EXERCISE DIRECTIONS :: From the passage on library 406 below, list every kind of information the library may contain, as the passage describes it for FIG. 9.

SUPPLIED TEXT ::

##############################

During operation, the MAA algorithm may call the library 406 described above to reference the canonical motifs for a particular locus. FIG. 9 shows a portion of one illustrative look-up table that may be contained in the library 406. As shown in FIG. 9 (part a), the library 406 may include a list of the canonical motifs associated with particular loci. The library 406 may also contain a list of primer sequences and flanking sequences for particular loci, as shown in FIG. 9 (parts b and c, respectively). In some embodiments, the library 406 may further contain lists of the HRSBA designations for common alleles (FIG. 9, part d). This feature may improve the speed of software implementing the MAA algorithm. By way of example, if a given allele sequence is identical to one of the “common alleles,” then a pre-computed HRSBA designation can simply be retrieved from a lookup table as opposed to constructing it de-novo with the MAA algorithm.

Reference to the external library 406 allows routine updating of information about forensic STR loci, without changes to the underlying software code implementing the MAA algorithm. The discovery of previously unknown allele sequences may be anticipated as the number of individuals sequenced increases. Some of these sequences may be observed frequently enough to be included in the library 406 as common alleles. Similarly, the canonical motifs used by the MAA algorithm may be updated in the future if additional repeat motifs are discovered for a given locus. Thus, the updatable library 406 allows software implementing the MAA algorithm to remain relevant and accurate.

##############################

DATA FOR REVIEW ::
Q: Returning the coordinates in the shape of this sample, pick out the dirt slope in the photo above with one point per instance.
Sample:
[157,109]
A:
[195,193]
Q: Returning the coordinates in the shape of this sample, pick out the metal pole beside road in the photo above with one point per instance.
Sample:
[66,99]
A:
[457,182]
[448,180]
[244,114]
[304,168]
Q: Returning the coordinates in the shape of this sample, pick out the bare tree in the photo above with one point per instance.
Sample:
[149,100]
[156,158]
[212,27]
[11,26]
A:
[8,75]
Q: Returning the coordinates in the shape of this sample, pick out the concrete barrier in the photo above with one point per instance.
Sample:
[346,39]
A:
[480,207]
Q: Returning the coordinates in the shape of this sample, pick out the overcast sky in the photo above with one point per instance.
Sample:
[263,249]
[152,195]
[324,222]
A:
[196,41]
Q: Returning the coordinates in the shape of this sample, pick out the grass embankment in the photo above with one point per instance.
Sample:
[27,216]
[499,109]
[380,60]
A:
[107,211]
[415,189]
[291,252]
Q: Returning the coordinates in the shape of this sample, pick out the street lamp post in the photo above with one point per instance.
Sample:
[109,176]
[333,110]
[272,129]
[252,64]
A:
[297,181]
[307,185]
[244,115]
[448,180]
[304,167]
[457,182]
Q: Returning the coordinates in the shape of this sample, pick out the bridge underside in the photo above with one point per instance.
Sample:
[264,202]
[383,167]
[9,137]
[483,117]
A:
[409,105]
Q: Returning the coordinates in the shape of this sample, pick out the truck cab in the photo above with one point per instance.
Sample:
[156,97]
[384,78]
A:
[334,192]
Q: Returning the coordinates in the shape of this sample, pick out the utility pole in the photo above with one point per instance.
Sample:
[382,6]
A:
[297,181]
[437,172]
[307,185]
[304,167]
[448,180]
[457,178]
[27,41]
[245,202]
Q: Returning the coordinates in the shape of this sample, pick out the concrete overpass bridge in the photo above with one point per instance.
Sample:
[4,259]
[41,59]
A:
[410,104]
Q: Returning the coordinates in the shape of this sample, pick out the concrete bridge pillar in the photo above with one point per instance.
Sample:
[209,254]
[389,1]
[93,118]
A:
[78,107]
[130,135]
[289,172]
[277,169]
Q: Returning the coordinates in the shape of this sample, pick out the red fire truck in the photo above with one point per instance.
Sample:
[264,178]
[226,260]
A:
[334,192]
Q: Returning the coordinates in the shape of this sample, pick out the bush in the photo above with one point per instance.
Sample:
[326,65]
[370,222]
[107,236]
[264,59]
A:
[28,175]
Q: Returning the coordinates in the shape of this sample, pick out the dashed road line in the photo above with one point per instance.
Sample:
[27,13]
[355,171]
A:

##############################

ANSWER FOR THE TASK ::
- canonical motifs associated with particular loci (part a)
- primer sequences for particular loci (part b)
- flanking sequences for particular loci (part c)
- HRSBA designations for common alleles (part d)